-------- Available records --------

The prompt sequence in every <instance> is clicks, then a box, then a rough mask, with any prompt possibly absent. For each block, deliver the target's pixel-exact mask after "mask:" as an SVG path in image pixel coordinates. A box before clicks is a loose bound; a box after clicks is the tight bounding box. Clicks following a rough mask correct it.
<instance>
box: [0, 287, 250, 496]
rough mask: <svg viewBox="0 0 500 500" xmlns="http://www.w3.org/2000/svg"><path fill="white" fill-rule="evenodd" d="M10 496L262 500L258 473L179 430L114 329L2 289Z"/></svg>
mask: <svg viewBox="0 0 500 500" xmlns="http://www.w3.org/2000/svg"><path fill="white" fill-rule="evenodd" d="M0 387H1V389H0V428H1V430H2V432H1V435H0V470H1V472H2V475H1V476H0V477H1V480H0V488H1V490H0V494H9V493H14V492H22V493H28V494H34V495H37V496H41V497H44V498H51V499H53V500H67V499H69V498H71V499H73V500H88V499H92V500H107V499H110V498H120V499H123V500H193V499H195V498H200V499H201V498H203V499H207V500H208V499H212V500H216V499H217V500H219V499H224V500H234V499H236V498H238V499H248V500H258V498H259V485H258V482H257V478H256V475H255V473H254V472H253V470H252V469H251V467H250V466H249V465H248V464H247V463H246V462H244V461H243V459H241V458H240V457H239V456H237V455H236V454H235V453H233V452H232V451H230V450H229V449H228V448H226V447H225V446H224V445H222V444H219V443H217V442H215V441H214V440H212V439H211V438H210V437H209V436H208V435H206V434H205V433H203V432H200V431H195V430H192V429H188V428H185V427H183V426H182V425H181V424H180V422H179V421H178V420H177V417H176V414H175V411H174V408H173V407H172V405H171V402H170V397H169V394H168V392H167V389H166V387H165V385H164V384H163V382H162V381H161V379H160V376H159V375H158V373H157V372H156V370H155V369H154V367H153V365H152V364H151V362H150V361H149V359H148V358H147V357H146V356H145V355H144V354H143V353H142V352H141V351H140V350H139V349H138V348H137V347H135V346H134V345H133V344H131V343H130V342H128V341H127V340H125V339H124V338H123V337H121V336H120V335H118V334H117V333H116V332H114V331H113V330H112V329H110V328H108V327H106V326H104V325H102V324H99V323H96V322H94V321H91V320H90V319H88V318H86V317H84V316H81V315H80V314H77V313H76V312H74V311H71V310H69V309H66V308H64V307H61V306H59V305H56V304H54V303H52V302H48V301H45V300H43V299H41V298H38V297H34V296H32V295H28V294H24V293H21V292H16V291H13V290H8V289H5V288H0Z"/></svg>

--------

Reproduce every row above verbatim, character for character.

The prompt sequence in every <instance> is clicks, then a box, then a rough mask, with any prompt possibly absent. For each block, deliver the target's pixel-exact mask after "mask:" as an SVG path in image pixel coordinates. A box before clicks is a loose bound; a box after clicks is the tight bounding box. Clicks following a rough mask correct it.
<instance>
box: [0, 287, 250, 496]
rough mask: <svg viewBox="0 0 500 500" xmlns="http://www.w3.org/2000/svg"><path fill="white" fill-rule="evenodd" d="M10 496L262 500L258 473L179 430L114 329L2 289Z"/></svg>
mask: <svg viewBox="0 0 500 500" xmlns="http://www.w3.org/2000/svg"><path fill="white" fill-rule="evenodd" d="M0 387H1V389H0V428H1V430H2V432H1V435H0V470H1V472H2V475H1V476H0V477H1V480H0V488H1V490H0V494H9V493H14V492H22V493H28V494H34V495H37V496H41V497H44V498H51V499H53V500H67V499H69V498H71V499H73V500H88V499H92V500H107V499H110V498H120V499H123V500H193V499H195V498H200V499H201V498H203V499H207V500H208V499H212V500H216V499H217V500H219V499H224V500H234V499H236V498H238V499H248V500H258V498H259V485H258V482H257V478H256V475H255V473H254V472H253V470H252V469H251V467H250V466H249V465H248V464H247V463H246V462H244V461H243V459H241V458H240V457H239V456H237V455H236V454H235V453H233V452H232V451H230V450H229V449H228V448H226V447H225V446H224V445H222V444H219V443H217V442H215V441H214V440H212V439H211V438H210V437H209V436H208V435H206V434H205V433H203V432H200V431H195V430H192V429H188V428H185V427H183V426H182V425H181V424H180V422H179V421H178V420H177V417H176V414H175V411H174V408H173V407H172V405H171V402H170V397H169V394H168V392H167V389H166V387H165V385H164V384H163V382H162V381H161V379H160V376H159V375H158V373H157V372H156V370H155V369H154V367H153V365H152V364H151V362H150V361H149V359H148V358H147V357H146V356H145V355H144V354H143V353H142V352H141V351H140V350H139V349H138V348H137V347H135V346H134V345H133V344H131V343H130V342H128V341H127V340H125V339H124V338H123V337H121V336H120V335H118V334H117V333H116V332H114V331H113V330H112V329H110V328H108V327H106V326H104V325H102V324H99V323H96V322H94V321H91V320H90V319H88V318H86V317H84V316H81V315H80V314H77V313H76V312H74V311H71V310H69V309H66V308H64V307H61V306H59V305H56V304H54V303H52V302H48V301H45V300H43V299H41V298H38V297H34V296H32V295H28V294H24V293H21V292H16V291H13V290H8V289H5V288H0Z"/></svg>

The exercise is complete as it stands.